--- Begin EXCERPT TO READ ---

Yet insurance is just one piece of the puzzle. If you want to put yourself into position to retire early, there are a range of factors to consider.

Let's examine a few of the most important.

The value of "super saving"

Do you want to jumpstart your early retirement efforts? Embracing the "super save" model is a great way to do it. For the ordinary worker, a savings rate of 10-percent is fairly admirable. It's certainly much better than average. Yet if you want to make a dramatic difference, saving up to 25-percent of your income for an extended period is a game changer. Numerous studies have shown that "super saving" of this sort has a profound effect on your retirement prospects. Can you manage this kind of elevated savings rate for a decade? Then your odds of retiring early skyrocket.

The other key variable is spending. Many people aim to spend about 70-percent of their normal budget after retiring. Are you willing to cut this down to 60-percent or even 50-percent? Then you can retire that much sooner.

Elevate your risk and polish your skills

Early retirement typically will require strong portfolio performance. If you want to push for greater returns, you may need to increase your risk exposure.  Building a diversified portfolio with domestic and international stocks is a sound idea. Resist the temptation to chase long shots. Low cost index funds are always a smart approach.

As you get closer to retirement age, the natural inclination is to start winding your career down. Yet that's often the wrong approach. Having the flexibility to work part-time on your terms is one of the best ways to secure a retirement income stream. For many people, it's far more practical to continue working in their current field. Make a wholesale change isn't always practical. After all, retirement age workers with no relevant experience aren't always in high demand.

Leveraging your professional contacts can help you land part-time project or consulting work. It's important to keep your skills sharp and your credentials in order.

Consider downsizing

Housing is the number one expense for retirees. Most of us need less space as we age. Moving to a smaller home can help generate much needed cash to fund retirement or pay off your debts. It also reduces your day to day housing costs. Looking for an even more pronounced effect? Consider moving to markets where housing prices are extremely low.

There is one caveat. Some people pay steep association fees. In the worst cases, this can nearly wipe out the money you're saving by downsizing. It's important to pay close attention to such costs.

Understand the risks

Retiring early sounds like a dream. Yet there are very real financial drawbacks. First, you'll be missing on some prime retirement plan contribution years. That alone can have a massive effect on your nest egg.

--- End EXCERPT TO READ ---

# GIVEN INSTRUCTION 1
For each statement below, say yes or no to whether it agrees with the early-retirement excerpt, and quote the exact words from the excerpt that decide it.
(a) A 10-percent savings rate is called fairly admirable for the ordinary worker.
(b) Chasing long shots is recommended as a way to boost returns.
(c) Food is named as the number one expense for retirees.
The records that follow are unrelated to the early-retirement excerpt.

--- Begin SUPPLIED MATERIAL ---

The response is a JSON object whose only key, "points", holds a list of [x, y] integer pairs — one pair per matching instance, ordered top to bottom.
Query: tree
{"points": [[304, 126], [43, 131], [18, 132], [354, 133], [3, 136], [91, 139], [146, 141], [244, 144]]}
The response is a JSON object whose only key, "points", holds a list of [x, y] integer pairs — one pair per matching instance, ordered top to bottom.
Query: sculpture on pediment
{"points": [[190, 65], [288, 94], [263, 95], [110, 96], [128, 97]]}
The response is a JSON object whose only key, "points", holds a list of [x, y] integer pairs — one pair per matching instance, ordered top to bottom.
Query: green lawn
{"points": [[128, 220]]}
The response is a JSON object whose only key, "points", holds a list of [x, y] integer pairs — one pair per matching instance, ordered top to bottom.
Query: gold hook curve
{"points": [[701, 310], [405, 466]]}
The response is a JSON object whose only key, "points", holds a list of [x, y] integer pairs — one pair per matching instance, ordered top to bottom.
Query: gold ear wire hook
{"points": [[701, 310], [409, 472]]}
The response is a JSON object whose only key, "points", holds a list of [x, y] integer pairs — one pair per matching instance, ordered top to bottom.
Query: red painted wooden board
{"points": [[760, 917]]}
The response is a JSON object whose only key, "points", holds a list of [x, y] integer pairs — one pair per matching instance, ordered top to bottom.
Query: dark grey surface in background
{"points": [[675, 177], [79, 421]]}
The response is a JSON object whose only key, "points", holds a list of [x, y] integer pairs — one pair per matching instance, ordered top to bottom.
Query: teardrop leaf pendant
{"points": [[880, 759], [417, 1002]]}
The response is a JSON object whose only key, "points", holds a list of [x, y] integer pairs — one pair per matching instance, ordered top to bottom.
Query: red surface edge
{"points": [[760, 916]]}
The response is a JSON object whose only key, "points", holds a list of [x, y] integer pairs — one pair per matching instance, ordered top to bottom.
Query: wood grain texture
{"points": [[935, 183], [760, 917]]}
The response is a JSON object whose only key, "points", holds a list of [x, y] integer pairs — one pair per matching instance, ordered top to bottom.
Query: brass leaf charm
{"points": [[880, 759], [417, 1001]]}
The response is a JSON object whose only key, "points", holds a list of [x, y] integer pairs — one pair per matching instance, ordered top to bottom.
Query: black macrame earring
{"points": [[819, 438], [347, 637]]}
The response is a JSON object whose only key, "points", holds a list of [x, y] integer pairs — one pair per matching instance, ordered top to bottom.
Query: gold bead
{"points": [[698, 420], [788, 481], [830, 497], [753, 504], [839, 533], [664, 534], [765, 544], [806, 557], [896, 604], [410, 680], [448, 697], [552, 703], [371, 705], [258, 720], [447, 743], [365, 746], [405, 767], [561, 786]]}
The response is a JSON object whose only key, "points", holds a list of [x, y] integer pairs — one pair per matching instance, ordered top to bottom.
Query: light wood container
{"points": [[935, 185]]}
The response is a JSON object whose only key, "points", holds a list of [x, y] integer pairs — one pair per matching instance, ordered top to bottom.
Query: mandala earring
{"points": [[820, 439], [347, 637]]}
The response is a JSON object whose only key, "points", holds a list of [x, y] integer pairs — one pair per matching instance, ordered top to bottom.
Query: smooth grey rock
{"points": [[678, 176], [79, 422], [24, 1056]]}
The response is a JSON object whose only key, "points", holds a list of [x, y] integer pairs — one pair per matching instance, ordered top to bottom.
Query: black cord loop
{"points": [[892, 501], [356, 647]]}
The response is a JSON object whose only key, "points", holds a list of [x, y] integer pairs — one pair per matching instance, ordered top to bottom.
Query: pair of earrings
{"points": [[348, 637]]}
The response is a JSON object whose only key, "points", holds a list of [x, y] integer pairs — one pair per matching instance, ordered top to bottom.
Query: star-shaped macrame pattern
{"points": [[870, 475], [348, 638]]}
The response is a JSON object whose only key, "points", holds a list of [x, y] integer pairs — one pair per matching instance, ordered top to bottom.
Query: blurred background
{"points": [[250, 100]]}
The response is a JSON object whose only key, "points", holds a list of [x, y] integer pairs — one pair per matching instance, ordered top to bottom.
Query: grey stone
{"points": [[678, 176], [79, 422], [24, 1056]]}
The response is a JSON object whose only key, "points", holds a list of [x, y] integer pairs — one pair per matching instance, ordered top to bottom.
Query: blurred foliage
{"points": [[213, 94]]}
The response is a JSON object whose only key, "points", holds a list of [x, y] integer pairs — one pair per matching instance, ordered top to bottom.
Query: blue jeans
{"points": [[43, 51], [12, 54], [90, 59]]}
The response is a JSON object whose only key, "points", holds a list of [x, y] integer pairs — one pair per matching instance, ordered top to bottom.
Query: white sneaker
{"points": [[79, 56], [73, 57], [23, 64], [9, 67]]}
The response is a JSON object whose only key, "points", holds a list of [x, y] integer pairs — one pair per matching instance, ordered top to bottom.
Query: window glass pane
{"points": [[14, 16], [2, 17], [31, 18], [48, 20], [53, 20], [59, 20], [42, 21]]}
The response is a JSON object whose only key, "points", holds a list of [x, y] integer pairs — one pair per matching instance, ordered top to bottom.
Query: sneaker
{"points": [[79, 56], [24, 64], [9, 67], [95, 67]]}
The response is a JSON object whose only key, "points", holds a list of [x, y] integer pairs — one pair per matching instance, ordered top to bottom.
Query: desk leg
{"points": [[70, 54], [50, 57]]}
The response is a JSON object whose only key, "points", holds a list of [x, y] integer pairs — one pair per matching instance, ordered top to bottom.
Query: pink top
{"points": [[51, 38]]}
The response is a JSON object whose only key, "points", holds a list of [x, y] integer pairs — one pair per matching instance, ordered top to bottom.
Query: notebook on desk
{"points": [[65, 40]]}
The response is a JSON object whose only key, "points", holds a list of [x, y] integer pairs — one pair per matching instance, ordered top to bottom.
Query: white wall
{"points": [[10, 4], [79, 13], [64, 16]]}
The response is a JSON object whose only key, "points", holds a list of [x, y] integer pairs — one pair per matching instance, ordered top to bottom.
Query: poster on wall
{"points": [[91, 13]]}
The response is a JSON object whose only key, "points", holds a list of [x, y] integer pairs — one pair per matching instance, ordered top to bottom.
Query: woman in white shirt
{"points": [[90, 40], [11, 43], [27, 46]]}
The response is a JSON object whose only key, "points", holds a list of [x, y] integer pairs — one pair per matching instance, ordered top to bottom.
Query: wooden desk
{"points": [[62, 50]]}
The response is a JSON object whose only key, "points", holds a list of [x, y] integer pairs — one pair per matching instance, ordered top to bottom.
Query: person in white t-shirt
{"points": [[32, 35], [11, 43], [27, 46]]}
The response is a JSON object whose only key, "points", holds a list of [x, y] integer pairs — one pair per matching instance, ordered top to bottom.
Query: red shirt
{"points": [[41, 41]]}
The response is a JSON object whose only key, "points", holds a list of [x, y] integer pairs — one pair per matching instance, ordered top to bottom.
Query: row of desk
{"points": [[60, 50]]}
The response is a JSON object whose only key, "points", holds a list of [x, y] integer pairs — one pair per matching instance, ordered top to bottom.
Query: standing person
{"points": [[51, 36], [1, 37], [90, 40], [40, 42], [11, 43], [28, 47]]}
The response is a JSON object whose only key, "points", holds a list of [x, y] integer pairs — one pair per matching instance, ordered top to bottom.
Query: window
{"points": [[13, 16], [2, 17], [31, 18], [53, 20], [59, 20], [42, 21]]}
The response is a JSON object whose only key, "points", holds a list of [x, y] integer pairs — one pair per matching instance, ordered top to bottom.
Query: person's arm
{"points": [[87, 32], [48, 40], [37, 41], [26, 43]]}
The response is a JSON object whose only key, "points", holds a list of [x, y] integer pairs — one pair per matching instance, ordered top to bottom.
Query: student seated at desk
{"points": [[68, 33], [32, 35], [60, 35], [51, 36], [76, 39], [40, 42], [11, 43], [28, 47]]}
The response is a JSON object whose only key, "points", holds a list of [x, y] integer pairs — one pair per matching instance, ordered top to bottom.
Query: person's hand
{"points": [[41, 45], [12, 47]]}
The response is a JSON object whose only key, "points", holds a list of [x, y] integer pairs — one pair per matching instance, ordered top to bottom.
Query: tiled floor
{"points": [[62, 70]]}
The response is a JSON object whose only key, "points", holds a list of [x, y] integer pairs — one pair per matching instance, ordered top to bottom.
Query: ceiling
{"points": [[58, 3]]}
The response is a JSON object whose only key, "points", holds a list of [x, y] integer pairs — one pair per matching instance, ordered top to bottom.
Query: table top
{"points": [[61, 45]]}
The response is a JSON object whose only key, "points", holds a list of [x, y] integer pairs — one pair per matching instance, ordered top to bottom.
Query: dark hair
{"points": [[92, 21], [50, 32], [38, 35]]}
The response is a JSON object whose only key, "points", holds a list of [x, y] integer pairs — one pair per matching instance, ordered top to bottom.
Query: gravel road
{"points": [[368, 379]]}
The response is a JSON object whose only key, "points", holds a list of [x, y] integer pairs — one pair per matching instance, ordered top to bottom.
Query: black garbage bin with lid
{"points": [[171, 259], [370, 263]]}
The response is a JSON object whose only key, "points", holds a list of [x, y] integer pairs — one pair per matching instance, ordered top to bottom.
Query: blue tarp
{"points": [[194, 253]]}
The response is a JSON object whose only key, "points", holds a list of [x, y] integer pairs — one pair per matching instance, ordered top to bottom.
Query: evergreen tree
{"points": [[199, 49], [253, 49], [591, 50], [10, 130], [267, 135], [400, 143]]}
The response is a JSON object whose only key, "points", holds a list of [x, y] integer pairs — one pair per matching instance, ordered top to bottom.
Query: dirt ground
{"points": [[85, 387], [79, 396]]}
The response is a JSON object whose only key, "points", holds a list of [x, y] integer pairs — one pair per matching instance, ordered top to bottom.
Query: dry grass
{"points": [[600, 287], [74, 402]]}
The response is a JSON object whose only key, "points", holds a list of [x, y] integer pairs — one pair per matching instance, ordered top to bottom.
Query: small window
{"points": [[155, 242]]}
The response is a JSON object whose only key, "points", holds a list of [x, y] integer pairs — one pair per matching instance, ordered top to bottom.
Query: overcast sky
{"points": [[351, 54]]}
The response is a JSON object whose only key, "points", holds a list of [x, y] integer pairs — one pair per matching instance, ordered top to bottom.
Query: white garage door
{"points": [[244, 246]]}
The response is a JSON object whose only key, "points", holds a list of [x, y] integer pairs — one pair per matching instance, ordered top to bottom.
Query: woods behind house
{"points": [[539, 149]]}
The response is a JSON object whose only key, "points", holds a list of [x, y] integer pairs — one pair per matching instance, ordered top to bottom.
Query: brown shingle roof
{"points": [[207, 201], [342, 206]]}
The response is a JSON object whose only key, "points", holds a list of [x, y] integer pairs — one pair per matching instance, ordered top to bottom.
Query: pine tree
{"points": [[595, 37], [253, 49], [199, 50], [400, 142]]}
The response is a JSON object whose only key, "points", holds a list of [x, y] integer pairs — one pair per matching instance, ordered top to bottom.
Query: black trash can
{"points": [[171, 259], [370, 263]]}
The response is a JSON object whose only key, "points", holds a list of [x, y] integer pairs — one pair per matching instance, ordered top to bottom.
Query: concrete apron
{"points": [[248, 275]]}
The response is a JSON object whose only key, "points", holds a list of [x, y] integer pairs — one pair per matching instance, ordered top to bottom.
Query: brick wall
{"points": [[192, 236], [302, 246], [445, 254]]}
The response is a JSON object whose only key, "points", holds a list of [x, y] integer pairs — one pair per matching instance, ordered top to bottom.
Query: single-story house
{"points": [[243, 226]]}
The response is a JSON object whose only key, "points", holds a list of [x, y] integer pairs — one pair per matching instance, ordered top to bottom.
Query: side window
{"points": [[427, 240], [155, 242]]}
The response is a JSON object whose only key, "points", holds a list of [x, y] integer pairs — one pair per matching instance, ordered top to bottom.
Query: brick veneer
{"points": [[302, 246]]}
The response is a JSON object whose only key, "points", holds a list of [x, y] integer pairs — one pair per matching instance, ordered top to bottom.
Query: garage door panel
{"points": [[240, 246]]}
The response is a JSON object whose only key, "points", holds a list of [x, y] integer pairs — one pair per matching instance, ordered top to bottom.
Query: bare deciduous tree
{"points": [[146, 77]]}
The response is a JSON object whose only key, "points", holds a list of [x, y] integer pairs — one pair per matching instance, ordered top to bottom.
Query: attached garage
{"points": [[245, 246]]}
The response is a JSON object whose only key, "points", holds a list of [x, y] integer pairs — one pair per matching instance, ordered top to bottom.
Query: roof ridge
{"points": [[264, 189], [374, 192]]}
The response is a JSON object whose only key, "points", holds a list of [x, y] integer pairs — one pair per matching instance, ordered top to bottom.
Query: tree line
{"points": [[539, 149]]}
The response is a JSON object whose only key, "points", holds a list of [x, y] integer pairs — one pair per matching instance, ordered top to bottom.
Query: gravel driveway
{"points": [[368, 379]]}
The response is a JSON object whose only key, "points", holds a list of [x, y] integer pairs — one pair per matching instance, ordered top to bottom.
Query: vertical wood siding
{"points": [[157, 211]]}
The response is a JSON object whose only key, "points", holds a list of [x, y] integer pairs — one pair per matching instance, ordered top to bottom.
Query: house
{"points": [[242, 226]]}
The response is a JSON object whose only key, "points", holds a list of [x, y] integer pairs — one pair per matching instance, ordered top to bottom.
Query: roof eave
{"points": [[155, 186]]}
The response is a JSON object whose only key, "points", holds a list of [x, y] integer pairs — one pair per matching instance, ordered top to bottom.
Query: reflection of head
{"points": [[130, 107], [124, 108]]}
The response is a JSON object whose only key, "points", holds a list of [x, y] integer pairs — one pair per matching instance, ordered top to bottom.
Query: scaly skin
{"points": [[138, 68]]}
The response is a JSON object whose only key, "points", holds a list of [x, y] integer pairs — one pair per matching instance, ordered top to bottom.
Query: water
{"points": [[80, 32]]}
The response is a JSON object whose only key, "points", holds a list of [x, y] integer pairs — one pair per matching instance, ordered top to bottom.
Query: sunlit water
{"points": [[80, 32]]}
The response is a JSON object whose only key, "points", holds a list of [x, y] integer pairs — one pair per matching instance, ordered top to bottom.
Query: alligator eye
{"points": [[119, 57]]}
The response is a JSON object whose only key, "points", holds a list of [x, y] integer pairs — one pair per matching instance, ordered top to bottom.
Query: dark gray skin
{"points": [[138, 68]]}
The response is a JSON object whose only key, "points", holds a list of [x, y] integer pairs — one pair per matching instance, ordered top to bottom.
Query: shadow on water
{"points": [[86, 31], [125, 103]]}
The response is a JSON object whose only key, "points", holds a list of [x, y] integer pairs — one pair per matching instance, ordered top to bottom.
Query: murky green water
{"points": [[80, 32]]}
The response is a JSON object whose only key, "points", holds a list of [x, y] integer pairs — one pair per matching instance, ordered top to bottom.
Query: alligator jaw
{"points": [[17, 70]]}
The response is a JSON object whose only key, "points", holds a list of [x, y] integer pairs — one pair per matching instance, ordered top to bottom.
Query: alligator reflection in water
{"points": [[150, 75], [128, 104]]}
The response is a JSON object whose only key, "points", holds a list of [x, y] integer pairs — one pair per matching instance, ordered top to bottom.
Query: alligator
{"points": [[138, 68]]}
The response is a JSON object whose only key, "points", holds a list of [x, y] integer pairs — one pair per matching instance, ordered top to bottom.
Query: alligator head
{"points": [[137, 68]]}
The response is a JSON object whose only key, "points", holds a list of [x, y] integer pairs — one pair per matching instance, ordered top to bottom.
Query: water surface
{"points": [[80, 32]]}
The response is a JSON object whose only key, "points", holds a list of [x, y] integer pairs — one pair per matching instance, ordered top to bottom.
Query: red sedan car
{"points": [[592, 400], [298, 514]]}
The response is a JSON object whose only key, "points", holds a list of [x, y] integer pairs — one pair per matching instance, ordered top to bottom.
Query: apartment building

--- End SUPPLIED MATERIAL ---

# GIVEN INSTRUCTION 2
Find every line of the records that contains the string "black" and copy each one. Case counts.

# CORRECT OUTPUT 1
(a) Yes: "For the ordinary worker, a savings rate of 10-percent is fairly admirable."
(b) No: "Resist the temptation to chase long shots."
(c) No: "Housing is the number one expense for retirees."

# CORRECT OUTPUT 2
Query: black macrame earring
Query: black cord loop
Query: black garbage bin with lid
Query: black trash can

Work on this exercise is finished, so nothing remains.